**Written problem 1**
Find each line in the entries that contains the word "Target" and copy it out. Case counts.

.....

# America's Got Talent



## Amelia

Any fans?


----------



## bayoubill

got into AGT towards the end of the season before last...

really got into it last season... was a big fan of Landau Eugene Murphy, Jr. and Anna Graceman...

haven't really gotten into it this season... mebbe 'cause my memory of Landau and Anna is still so fresh... and I can't imagine any performers topping them...


eta:  gotta say, the times I've watched AGT this season, I've really enjoyed Howard Stern's presence...


----------



## Katzndogz

bayoubill said:


> got into AGT towards the end of the season before last...
> 
> really got into it last season... was a big fan of Landau Eugene Murphy, Jr. and Anna Graceman...
> 
> haven't really gotten into it this season... mebbe 'cause my memory of Landau and Anna is still so fresh... and I can't imagine any performers topping them...
> 
> 
> eta:  gotta say, the times I've watched AGT this season, I've really enjoyed Howard Stern's presence...



I liked Murphy too.  Graceman not so much.

I have not watched this year consistently, but the cowboy singer Vet looks good.  What aggravates me are the children.  No matter how good, or bad, the kids never get turned down.  They should be pickier as to who gets through. If this isn't going to be a las vegas act, send them home.


----------



## Amelia

The mind reader was mystifying.


[ame=http://www.youtube.com/watch?v=WyRxGaakEJQ]Eric Dittelman, Austin Auditions ~ America's Got Talent 2012 - YouTube[/ame]


----------



## Amelia

All these reality talent shows are blurring together ... 


I missed the first part of the AGT episode which had "The Untouchables" dance team at the beginning so I missed part of the explanation for why people in/with that group looked so familiar.   Did some catch-up online and so now I know that the man and woman waiting in the wings as the 8- to 13-year-olds danced were in the dance troupe Miami All-Stars which made it to the top ten of AGT last year.

.....

**Written problem 2**
Retype the America's Got Talent thread word for word, from "I liked Murphy" to "send them home.".

**Materials provided**
.....

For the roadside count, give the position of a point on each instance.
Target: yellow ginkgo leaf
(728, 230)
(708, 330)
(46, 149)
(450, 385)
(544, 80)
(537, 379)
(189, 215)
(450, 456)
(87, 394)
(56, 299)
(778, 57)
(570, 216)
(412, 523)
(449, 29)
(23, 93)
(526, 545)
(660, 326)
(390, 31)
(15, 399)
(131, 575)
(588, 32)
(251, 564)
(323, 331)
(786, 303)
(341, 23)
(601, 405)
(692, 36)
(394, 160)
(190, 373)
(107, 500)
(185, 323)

.....

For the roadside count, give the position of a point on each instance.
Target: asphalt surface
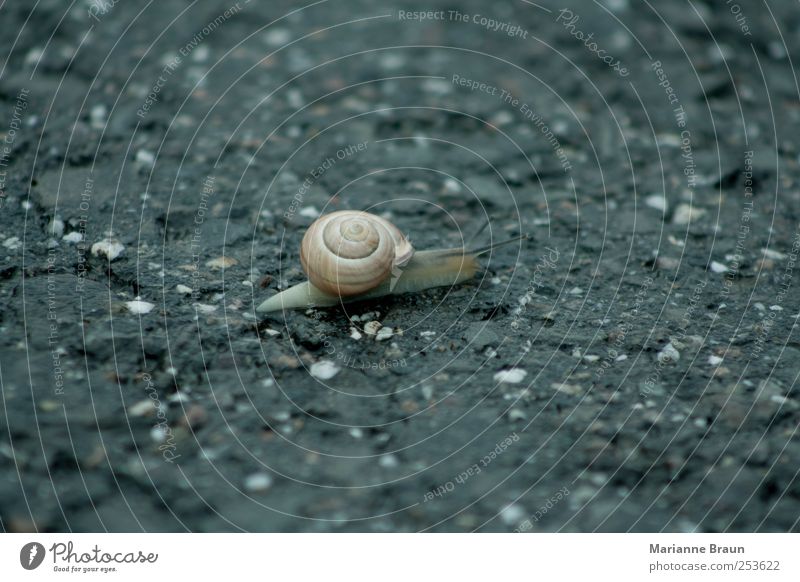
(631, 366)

.....

**Result 1**
Target: yellow ginkgo leaf
Target: asphalt surface

**Result 2**
I liked Murphy too.  Graceman not so much.

I have not watched this year consistently, but the cowboy singer Vet looks good.  What aggravates me are the children.  No matter how good, or bad, the kids never get turned down.  They should be pickier as to who gets through. If this isn't going to be a las vegas act, send them home.